Reproduce the part of the passage on Sellars and illusionism that runs between "In a sense, Sellars" and "thought and inference.)", inclusive.

Selection:
>>
In a sense, Sellars was mediating Kant's philosophy of mind for the 20th century: The understanding of sensible affairs (the presented intuitions not falling out of systemic linguistic thoughts) comes from concepts, principles, rules, and memory-based conditioning. The latter cognition goes beyond just identifying what _X_ is and apprehending its role in the world. For a human, just being aware that an image or odor is being exhibited may depend upon there being a language statement privately occurring that supports _X_ being present. (Though that's certainly not the case for animals, and not people either at the start of their lives, before language dominates the transaction of thought and inference.)

Though Sellars himself didn't necessarily place intellectual activity in a higher or more fundamental position than experience, illusionism is nevertheless partly descended from Sellar's work. (Such dates back much earlier than Keith Frankish -- via Rorty, Dennett, etc).

It's a contradictory school of thought, since the typical meaning of "illusion" entails manifestation being prior to both erroneous and accurate appearances (manifestations). It's like claiming you don't need movies to watch a bad movie, or that one can dismiss motion picture films being displayed on screens because they're really static pictures on celluloid or digital information encoded on disks, solid state memory devices, etc).

Even if the definition of "illusion" was shifted to something grounded in language procedure rather than experience, that's simply obscuring what the situation already is (nothing new is added). Reasoning and interpretation mediated by language is concomitant with neural processes, and the whole problem to begin with is likewise the association of introspective and extrospective manifestations with biochemical interactions in a brain. The latter don't universally have phenomenal properties attributed to them by science -- only physical ones slotting under the overarching categories of "relationship, quantity, and magnitude".
<<
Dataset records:
>>
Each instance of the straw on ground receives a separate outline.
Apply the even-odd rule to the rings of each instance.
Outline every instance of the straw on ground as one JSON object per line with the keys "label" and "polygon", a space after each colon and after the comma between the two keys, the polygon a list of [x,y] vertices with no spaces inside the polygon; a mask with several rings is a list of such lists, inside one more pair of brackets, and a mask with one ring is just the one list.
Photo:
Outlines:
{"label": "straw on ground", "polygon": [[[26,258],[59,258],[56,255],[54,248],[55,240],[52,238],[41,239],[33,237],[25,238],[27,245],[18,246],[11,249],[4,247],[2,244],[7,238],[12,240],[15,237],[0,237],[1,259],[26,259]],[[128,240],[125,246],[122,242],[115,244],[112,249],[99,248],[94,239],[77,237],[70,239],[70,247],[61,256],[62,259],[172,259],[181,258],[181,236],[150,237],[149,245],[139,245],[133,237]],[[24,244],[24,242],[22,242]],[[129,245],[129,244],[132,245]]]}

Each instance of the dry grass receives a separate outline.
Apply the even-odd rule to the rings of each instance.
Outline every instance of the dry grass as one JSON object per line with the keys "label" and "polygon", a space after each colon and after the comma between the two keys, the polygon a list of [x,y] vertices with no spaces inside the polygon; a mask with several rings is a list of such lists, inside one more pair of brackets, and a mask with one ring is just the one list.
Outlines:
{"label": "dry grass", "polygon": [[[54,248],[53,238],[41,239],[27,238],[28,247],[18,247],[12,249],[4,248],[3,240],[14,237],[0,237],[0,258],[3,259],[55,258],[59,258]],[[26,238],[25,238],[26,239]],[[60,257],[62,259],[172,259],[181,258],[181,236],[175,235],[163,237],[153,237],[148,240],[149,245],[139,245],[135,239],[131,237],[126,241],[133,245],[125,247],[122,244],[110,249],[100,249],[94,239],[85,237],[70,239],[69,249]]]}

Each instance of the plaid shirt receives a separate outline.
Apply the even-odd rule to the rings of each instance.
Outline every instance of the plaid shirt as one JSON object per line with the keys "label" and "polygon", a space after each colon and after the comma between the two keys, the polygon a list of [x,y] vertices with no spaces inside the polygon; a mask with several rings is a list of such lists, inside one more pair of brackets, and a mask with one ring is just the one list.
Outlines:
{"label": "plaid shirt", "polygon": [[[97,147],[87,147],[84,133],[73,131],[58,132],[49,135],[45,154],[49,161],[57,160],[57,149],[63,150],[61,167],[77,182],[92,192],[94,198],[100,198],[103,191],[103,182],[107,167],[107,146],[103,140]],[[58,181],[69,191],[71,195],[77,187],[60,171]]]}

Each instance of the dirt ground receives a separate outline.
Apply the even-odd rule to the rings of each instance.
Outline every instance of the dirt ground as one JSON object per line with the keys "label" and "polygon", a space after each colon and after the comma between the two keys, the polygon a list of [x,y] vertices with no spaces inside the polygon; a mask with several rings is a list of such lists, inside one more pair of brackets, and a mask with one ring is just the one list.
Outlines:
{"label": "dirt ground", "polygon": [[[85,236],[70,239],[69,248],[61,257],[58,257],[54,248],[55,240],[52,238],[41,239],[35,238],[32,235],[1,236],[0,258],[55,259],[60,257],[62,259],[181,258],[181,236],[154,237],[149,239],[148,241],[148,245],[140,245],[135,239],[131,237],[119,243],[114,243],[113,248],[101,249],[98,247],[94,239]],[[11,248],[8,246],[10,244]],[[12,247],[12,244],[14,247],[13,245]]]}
<<
Solution below:
In a sense, Sellars was mediating Kant's philosophy of mind for the 20th century: The understanding of sensible affairs (the presented intuitions not falling out of systemic linguistic thoughts) comes from concepts, principles, rules, and memory-based conditioning. The latter cognition goes beyond just identifying what _X_ is and apprehending its role in the world. For a human, just being aware that an image or odor is being exhibited may depend upon there being a language statement privately occurring that supports _X_ being present. (Though that's certainly not the case for animals, and not people either at the start of their lives, before language dominates the transaction of thought and inference.)